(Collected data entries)
+---+

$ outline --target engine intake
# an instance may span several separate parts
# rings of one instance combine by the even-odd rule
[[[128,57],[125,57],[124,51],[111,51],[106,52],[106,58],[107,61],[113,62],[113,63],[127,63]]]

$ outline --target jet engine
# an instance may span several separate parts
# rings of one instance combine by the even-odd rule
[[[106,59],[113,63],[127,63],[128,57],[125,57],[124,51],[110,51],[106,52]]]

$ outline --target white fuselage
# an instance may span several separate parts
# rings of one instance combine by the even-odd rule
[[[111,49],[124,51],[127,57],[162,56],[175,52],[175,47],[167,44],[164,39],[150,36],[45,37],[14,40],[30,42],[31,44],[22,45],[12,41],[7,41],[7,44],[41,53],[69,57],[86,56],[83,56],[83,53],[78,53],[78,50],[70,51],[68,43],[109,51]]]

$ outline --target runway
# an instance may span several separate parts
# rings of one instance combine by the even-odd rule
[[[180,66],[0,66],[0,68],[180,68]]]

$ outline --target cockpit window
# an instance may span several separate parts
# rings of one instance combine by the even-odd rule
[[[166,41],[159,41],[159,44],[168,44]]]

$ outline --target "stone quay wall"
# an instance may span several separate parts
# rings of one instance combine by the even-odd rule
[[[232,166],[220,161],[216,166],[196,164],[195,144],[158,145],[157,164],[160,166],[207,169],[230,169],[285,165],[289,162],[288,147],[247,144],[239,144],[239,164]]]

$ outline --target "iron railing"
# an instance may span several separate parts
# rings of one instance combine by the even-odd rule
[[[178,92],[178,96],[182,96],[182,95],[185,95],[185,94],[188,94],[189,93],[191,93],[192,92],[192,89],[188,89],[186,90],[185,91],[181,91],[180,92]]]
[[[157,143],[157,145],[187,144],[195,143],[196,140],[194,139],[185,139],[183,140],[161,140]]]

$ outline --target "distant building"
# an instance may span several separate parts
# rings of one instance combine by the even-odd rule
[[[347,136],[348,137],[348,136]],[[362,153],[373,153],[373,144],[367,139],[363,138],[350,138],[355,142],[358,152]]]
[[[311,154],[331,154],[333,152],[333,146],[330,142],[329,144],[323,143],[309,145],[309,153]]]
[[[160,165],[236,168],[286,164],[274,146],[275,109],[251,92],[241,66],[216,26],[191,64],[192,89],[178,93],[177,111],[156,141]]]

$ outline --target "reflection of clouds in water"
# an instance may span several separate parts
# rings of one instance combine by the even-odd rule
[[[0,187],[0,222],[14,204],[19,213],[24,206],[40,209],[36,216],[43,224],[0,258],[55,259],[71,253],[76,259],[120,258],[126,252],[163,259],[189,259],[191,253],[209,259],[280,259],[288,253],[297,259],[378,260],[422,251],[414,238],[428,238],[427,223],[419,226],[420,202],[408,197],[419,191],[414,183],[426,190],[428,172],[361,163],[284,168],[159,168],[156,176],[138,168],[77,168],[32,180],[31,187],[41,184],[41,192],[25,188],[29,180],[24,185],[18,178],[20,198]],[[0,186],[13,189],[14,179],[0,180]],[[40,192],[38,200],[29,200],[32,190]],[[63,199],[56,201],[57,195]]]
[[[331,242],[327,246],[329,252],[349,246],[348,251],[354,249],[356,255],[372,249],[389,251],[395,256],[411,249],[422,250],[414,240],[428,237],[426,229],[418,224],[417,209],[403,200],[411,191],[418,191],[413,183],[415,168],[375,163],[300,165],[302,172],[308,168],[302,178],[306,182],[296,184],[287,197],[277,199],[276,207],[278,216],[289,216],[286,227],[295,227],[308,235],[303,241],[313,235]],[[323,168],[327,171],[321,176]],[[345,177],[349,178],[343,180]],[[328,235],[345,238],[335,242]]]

+---+

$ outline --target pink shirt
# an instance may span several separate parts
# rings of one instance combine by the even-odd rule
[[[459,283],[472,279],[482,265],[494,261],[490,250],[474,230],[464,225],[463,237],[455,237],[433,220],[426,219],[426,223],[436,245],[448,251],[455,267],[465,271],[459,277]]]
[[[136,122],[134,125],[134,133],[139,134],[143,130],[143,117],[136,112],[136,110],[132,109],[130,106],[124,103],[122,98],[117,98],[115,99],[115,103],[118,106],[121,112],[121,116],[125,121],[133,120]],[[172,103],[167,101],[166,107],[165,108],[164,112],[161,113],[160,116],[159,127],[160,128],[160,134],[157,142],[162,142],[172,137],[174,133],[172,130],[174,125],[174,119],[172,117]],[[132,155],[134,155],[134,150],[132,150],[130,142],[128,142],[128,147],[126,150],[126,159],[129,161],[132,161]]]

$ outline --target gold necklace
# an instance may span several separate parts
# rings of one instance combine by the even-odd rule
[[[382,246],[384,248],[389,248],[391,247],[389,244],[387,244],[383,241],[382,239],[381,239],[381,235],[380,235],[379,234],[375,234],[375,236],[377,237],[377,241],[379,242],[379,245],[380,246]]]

+---+

◆ What you need to do ◆
Echo every line from the one containing "--target engine intake" down to the one containing "[[[166,41],[159,41],[159,44],[168,44]]]", with both of those lines included.

◆ Worked answer ◆
$ outline --target engine intake
# an instance may span several separate parts
# rings of one instance combine by the even-odd rule
[[[128,57],[125,57],[124,51],[111,51],[106,52],[106,58],[107,61],[113,62],[113,63],[127,63]]]

$ outline --target jet engine
# an instance may span several separate parts
# rings of one instance combine by the even-odd rule
[[[106,59],[113,63],[127,63],[128,57],[125,57],[124,51],[110,51],[106,52]]]

$ outline --target white fuselage
# an instance may span several separate parts
# rings of one instance combine by the even-odd rule
[[[111,49],[124,51],[127,57],[162,56],[175,52],[175,47],[167,44],[164,39],[150,36],[45,37],[14,40],[30,42],[31,44],[22,45],[12,41],[7,41],[7,44],[41,53],[69,57],[86,56],[83,56],[83,53],[78,53],[78,50],[70,51],[68,43],[109,51]]]

$ outline --target runway
# an instance may span several separate parts
# rings of one instance combine by the even-odd rule
[[[180,66],[0,66],[0,68],[180,68]]]

$ outline --target cockpit window
# an instance may span several separate parts
# rings of one instance combine by the even-odd rule
[[[166,41],[159,41],[159,44],[168,44]]]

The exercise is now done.